● **KUTIPAN**
/---
Dalam perkara pokoknya, dalam konteks penguasaan D atas narkoba, sejak awal tidak terlalu saya bahas karena D ini memang menguasai narkoba. Secara hukum ia memang jelas salah. Cuma, dalam menyatakan D bersalah, harus dilalui oleh prosedur hukum yang juga tidak boleh salah. D selama proses pemeriksaan di penyidikan tanpa adanya PH, menurut saya salah.

Pada proses pembuktian, saya hanya mampu menghadirkan saksi fakta. Saksi fakta ini pernah datang menemui PH yang ditunjuk oleh penyidik di rumahnya. PH yang ditunjuk oleh penyidik memberikan penjelasan kepada saksi fakta yang saya hadirkan ini, bahwa ia memang tidak pernah melakukan pendampingan hukum kepada D secara langsung. D juga menjelaskan bahwa ia memang tidak pernah bertemu langsung PH yang ditunjuk oleh penyidik ini.

Berdasarkan keterangan saksi fakta yang saya hadirkan di persidangan perkara ini, PH yang ditunjuk oleh penyidik memberi keterangan bahwa ia hanya menandatangani BAP tanpa melakukan pendampingan langsung pada saat pemeriksaan.

Proses hukum terus bergulir sampai kemudian advokasi guna membuktikan apakah D ini betul-betul tidak didampingi oleh PH pada waktu penyidikan, kandas sebab saya dianggap tidak berhasil menghadirkan sekurang-kurangnya 2 (dua) alat bukti sebagaimana ketentuan Pasal 183 Kitab Undang-Undang Hukum Acara Pidana (KUHAP).

Hakim mengesampingkan upaya pembuktian yang saya tempuh sebab menurut hakim saya hanya mampu menghadirkan satu alat bukti berupa saksi fakta itu tanpa ditopang oleh alat bukti lain. Walaupun saya berargumen, BAP dan keterangan D di persidangan sudah menyempurnakan kesaksian saksi fakta tersebut. Untuk menghadirkan ahli hukum pidana ke persidangan, D dan M jelas tidak memiliki kemampuan. Andai ahli hukum pidana dapat dihadirkan, insyaAllah, 2 alat bukti sebagaimana Pasal 183 KUHAP, terpenuhi. Jika terpenuhi, saya optimis D bisa lepas dari jerat hukum.
\---
● **DATA YANG DIBERIKAN**
/---
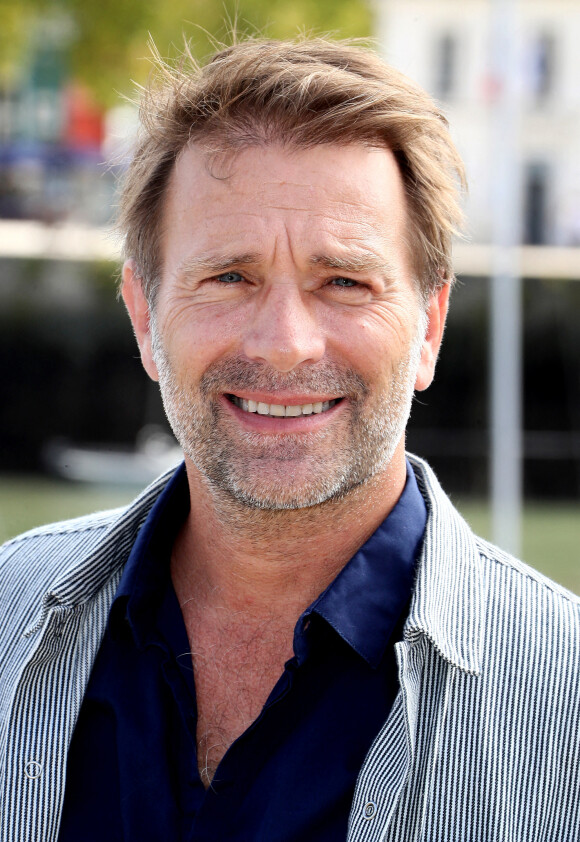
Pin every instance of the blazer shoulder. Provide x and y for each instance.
(522, 574)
\---
● **TUJUAN**
Menurut kutipan tentang perkara D, apa alasan hakim mengesampingkan upaya pembuktian yang ditempuh?

● **JAWABAN YANG DIHARAPKAN**
Menurut hakim, hanya satu alat bukti yang mampu dihadirkan, yaitu saksi fakta, tanpa ditopang oleh alat bukti lain.